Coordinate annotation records

** begin **

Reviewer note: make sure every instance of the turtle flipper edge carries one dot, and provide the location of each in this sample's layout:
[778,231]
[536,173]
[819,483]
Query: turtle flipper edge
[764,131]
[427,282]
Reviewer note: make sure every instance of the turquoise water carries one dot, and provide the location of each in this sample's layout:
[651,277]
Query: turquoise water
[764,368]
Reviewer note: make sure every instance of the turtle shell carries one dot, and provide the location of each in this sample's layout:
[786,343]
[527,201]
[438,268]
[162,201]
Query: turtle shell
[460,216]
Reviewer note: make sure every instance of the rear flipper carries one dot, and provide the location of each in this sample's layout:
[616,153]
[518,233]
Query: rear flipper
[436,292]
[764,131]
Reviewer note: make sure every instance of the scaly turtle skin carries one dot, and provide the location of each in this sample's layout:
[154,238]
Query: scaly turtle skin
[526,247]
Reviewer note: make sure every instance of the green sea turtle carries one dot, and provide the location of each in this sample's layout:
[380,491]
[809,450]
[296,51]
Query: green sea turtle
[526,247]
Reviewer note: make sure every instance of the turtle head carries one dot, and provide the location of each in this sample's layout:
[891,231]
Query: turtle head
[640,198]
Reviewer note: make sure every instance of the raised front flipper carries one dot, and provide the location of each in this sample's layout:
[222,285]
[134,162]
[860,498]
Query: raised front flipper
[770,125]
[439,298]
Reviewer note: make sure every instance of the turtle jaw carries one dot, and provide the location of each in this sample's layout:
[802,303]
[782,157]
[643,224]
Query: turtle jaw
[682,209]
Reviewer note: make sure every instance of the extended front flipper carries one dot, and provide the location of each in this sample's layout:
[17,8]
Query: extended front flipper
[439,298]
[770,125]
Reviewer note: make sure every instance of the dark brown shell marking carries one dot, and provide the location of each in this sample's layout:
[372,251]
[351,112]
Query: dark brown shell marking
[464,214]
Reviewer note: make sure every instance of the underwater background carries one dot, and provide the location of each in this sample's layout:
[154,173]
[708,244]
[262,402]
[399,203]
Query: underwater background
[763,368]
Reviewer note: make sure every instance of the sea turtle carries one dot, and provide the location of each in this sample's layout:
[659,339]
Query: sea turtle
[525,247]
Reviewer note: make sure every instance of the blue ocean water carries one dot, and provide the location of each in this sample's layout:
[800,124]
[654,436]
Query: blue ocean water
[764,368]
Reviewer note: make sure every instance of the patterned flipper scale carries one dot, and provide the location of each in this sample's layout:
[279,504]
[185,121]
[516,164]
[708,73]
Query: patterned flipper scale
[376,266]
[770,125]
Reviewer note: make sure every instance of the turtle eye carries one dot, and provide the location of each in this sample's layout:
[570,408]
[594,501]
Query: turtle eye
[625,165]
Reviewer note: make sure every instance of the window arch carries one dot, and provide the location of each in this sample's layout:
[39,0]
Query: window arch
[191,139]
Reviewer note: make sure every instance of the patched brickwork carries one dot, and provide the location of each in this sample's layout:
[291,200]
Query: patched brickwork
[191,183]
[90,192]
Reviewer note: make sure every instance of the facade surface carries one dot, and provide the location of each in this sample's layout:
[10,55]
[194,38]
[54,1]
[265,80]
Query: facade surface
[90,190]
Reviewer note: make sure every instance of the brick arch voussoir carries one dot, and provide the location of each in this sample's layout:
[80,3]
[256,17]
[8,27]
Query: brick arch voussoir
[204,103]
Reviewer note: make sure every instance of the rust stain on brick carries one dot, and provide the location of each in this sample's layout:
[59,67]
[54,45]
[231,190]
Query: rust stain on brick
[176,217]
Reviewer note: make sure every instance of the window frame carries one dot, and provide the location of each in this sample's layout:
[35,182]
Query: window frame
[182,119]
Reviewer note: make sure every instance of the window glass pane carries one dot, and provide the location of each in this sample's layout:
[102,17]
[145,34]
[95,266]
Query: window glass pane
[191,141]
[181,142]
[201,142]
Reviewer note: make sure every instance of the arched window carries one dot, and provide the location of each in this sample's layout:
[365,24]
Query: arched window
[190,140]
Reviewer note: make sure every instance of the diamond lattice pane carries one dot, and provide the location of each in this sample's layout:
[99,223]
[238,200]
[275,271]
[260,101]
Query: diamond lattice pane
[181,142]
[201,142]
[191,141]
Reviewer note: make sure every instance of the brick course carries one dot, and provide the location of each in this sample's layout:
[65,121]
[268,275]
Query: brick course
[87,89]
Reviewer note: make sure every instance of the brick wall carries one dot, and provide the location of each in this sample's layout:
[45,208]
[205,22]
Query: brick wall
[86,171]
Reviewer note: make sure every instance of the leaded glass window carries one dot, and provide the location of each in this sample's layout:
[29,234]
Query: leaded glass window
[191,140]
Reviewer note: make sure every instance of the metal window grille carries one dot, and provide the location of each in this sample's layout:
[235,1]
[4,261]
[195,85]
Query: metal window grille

** end **

**Brief:**
Copy down the whole of the data above, matching it exactly.

**Answer to the problem:**
Reviewer note: make sure every instance of the turtle flipper edge carries one dot, and provide the location of each in this sample's layout:
[778,231]
[536,173]
[819,483]
Query: turtle flipper edge
[764,131]
[427,282]
Reviewer note: make sure every instance of the turquoise water carries one dot, and provide the location of each in this sample's layout:
[651,277]
Query: turquoise water
[764,368]
Reviewer note: make sure every instance of the turtle shell carries one dot, and provide the location of each in this sample's layout:
[786,343]
[527,201]
[438,268]
[162,201]
Query: turtle shell
[460,216]
Reviewer note: make sure every instance of the rear flipper carries one dot, and provide the location of each in this sample's layout:
[616,153]
[518,233]
Query: rear flipper
[436,292]
[764,131]
Reviewer note: make sure every instance of the scaly turtle skin carries one dot, and provide the location of each in this sample's layout:
[154,238]
Query: scaly turtle skin
[526,247]
Reviewer note: make sure every instance of the green sea turtle carries one dot, and provide the location of each in this sample's layout:
[380,491]
[809,450]
[296,51]
Query: green sea turtle
[526,247]
Reviewer note: make sure every instance of the turtle head carries one dot, and provide the location of each in this sample's layout:
[891,231]
Query: turtle head
[640,198]
Reviewer note: make sure every instance of the raised front flipper carries one dot, and provide the location of each in this sample's layout:
[222,285]
[134,162]
[860,498]
Query: raised front flipper
[770,125]
[439,298]
Reviewer note: make sure every instance of the turtle jaw carries one dot, and provide the location of each in this sample's layout:
[802,303]
[782,157]
[643,224]
Query: turtle jaw
[682,209]
Reviewer note: make sure every instance of the extended front flipper carries one dot, and provide the location of each in this sample's layout:
[17,8]
Query: extended front flipper
[439,298]
[770,125]
Reviewer note: make sure every instance of the dark brown shell marking carries one dot, and provide the location of each in this sample's layout:
[372,251]
[351,112]
Query: dark brown shell marking
[464,214]
Reviewer note: make sure every instance of the underwater background carries one dot, and provide the location of each in this sample's layout:
[154,173]
[708,244]
[262,402]
[399,203]
Query: underwater background
[763,368]
Reviewer note: make sure every instance of the sea turtle carries one dot, and provide the location of each in this sample's layout:
[659,339]
Query: sea turtle
[525,247]
Reviewer note: make sure every instance of the blue ocean water carries one dot, and provide the location of each in this sample's layout:
[800,124]
[654,436]
Query: blue ocean water
[764,368]
Reviewer note: make sure every instance of the patterned flipper scale carries one dot, and provide the location of each in this sample's layout:
[279,504]
[185,121]
[516,164]
[708,73]
Query: patterned flipper scale
[376,266]
[770,125]
Reviewer note: make sure every instance of the turtle eye carries one dot, and provide the location of each in this sample's layout:
[570,408]
[594,501]
Query: turtle eye
[625,165]
Reviewer note: make sure every instance of the window arch carries one dot, and provide the location of each in this sample's layout:
[39,0]
Query: window arch
[191,139]
Reviewer note: make sure every instance of the patched brickwork carries one dot, and provide the location of each in this sample's layout:
[291,200]
Query: patched brickwork
[191,183]
[90,192]
Reviewer note: make sure every instance of the facade surface carries one dot, and provide the location of each in this sample's layout:
[10,55]
[194,38]
[54,1]
[265,80]
Query: facade surface
[90,190]
Reviewer note: make sure every instance of the brick arch voussoir carries one dot, and provide the location of each in this sample's layout:
[80,3]
[256,17]
[8,27]
Query: brick arch voussoir
[204,103]
Reviewer note: make sure every instance of the rust stain on brick carries one dot, and provide the location of each in this sample's layout:
[59,67]
[54,45]
[231,190]
Query: rust stain on brick
[176,217]
Reviewer note: make sure every instance of the window frame carries one dot, and provide the location of each in this sample's layout:
[35,182]
Query: window frame
[182,119]
Reviewer note: make sure every instance of the window glass pane carries one dot, and provide the location of each in this sample's layout:
[102,17]
[145,34]
[95,266]
Query: window glass pane
[191,141]
[181,142]
[201,142]
Reviewer note: make sure every instance of the arched window carries one dot, and provide the location of each in this sample's layout:
[365,24]
Query: arched window
[190,140]
Reviewer note: make sure every instance of the diamond lattice pane carries one dot, and provide the location of each in this sample's layout:
[99,223]
[238,200]
[275,271]
[260,101]
Query: diamond lattice pane
[181,142]
[201,142]
[191,141]
Reviewer note: make sure every instance of the brick course carries one dot, and provide the location of each in this sample's layout:
[65,121]
[268,275]
Query: brick course
[87,89]
Reviewer note: make sure every instance of the brick wall carries one dot, and provide the location of each in this sample's layout:
[45,208]
[205,22]
Query: brick wall
[86,171]
Reviewer note: make sure every instance of the leaded glass window carries one dot, and provide the location of each in this sample's layout:
[29,234]
Query: leaded glass window
[191,140]
Reviewer note: make sure every instance of the metal window grille carries one dot, and provide the location of each in this sample's layout:
[235,1]
[4,261]
[195,85]
Query: metal window grille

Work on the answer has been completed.